── Фрагмент текста
С ней зарубежники пока тоже не воссоединились. Я не знаю, что сейчас происходит, я получаю сведения косвенно и иногда с запозданием. Насколько я знаю, так называемая “Катакомбная церковь” не влилась в их движение, она остается обособленной, а многие ее приходы просто вернулись в Патриаршую Церковь. Я думаю, что такая связь между видимым и невидимым всегда была. Я знаю, что члены Катакомбной церкви ходили на исповедь и на причащение к некоторым священникам Патриаршей Церкви, — не ко всякому. Я помню, что целая группа из Катакомбной церкви в лице одного священника обратилась ко мне с просьбой: не могут ли они меня поминать как своего епископа — принимая в учет, что я патриарший, но для них “приемлемый”. Я помню, что когда меня должны были назначить экзархом, Владыка Афанасий, живший в Петушках, ко мне обратился с просьбой не отказываться. Так что вопрос гораздо сложнее и богаче. Это не просто расслоение: “они” и “мы”, это был вопрос о тех или других людях, приемлемых и неприемлемых.
Они не знают, что делают! Сейчас, например, говорят, что Русская Церковь подхалимствовала советской власти и т.д., и т.п. У меня есть — я принес бы, если бы подумал об этих вопросах — текст письма митрополита Анастасия, главы Зарубежной церкви после митрополита Антония Храповицкого, Гитлеру, где митрополит Анастасий его благодарит за все, что тот делает для Русской Церкви, и называет его богоданным вождем народов для освобождения России. Так если бросить на весы то, как вели себя наши иерархи, наши священники, наши верующие под гнетом, который был в Советской России, и то, что этот человек посмел сказать, будучи совершенно свободным (он даже не в Германии жил, он жил тогда в Югославии) — как он смел сказать такую вещь? И после этого кичиться тем, что “мы — свободная Русская Церковь, а те — изменники”… Зарубежная церковь приветствовала наступление немецких войск на Россию. В Париже в течение всей войны зарубежный приход служил молебны о победе немецких войск. Так знаете, после этого “чья бы корова мычала, а твоя молчала”! И мне действительно страшно думать, что приезжающие из России идут в Зарубежную церковь, потому что у них какие-то сомнения по отношению к своему духовенству в России, а про зарубежников думают: “эти люди свободны, эти люди никогда не сдавались, никогда не изменяли своей царственной религиозной свободе…”
────
# Задания для выполнения
- a) Выпишите из фрагмента о Зарубежной и Катакомбной церкви всех церковных иерархов, названных по имени, вместе с их титулами.
- b) Продолжите фрагмент о Зарубежной и Катакомбной церкви, начав сразу после его последнего предложения.
Записи взяты из другого источника и к фрагменту не относятся.
── Записи набора данных
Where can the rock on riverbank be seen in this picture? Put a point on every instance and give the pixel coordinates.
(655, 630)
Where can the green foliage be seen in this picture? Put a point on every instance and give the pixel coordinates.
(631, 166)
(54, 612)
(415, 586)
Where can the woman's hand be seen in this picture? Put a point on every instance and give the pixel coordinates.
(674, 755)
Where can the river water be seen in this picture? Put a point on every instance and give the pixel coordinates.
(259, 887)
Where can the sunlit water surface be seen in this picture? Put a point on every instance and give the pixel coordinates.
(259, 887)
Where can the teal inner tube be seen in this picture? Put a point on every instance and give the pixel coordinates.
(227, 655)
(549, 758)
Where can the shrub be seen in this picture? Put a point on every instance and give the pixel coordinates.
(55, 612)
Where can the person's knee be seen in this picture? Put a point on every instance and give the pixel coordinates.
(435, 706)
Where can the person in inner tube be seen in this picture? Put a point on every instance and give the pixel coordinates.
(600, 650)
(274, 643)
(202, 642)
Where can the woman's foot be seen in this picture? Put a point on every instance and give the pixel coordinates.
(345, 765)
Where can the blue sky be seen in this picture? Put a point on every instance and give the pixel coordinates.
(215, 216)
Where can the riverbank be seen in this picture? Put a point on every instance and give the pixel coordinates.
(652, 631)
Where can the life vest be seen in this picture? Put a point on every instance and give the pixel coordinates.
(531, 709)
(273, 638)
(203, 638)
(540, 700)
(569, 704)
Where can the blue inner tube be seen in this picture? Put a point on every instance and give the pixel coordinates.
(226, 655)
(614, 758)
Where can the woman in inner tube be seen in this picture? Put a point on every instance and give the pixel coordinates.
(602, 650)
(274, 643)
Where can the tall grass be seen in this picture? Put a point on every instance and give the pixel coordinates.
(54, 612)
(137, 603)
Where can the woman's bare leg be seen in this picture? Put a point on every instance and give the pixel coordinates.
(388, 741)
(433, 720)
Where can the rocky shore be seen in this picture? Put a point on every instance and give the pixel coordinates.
────
# Ответы по заданиям
- a)
Владыка Афанасий
митрополит Анастасий
митрополит Антоний Храповицкий

- b)
Видите, сейчас прошло столько времени, что большинство людей не знает ни с чего началось, ни что было, а каждый совсем естественно остается там, где он был и есть. Этих людей я не осуждаю. Но, скажем, когда митрополит Виталий, который все знает (он старше меня, ему восемьдесят с лишним лет, поэтому он все помнит и знает), может такую вещь сказать, это ранит меня. Правда, он последнее время говорит, что и среди русского епископата и духовенства есть достойные люди… Спасибо ему и за это, раньше он так не сказал бы. Но тут громадная работа должна быть сделана, чтобы люди могли поверить. И, конечно, есть, если хотите, вина и за нашей Патриархией. Конечно, везде есть люди и хорошие и плохие, и достойные и недостойные. Но я должен сказать, что надо с осторожностью относиться к тому, какими глазами вы смотрите, какими ушами вы слышите.
Это дело другое, это национальное движение; они хоть от имени Церкви не действовали, тогда как здесь Церковь действовала.
Я понимаю, но это не наше дело; а когда зарубежники попрекают Русскую Церковь в том, что не все верующие, не все священники, не все епископы умерли мучениками, пишут об этом из Америки и из Западной Европы, мне делается больно — и стыдно. Вот что я могу сказать.
Я так не думаю, потому что уже с 1933 года, когда Гитлер начал свою деятельность, в Германии начались зверства, избиения, убийства, “ночь длинных ножей” уже того периода; начались гонения на евреев, началось совершенное уничтожение всех левых политических партий, так что все пострадали, кто не соглашался с ним. Владыка Константин (он теперь в Америке) был тогда настоятелем в Берлине. Он был под митрополитом Евлогием, даже не патриарший. Его вызвали в министерство и поставили условие: или переходите в Синодальную, Зарубежную церковь, которую мы признаем, или вас вышлют отсюда… И он перешел.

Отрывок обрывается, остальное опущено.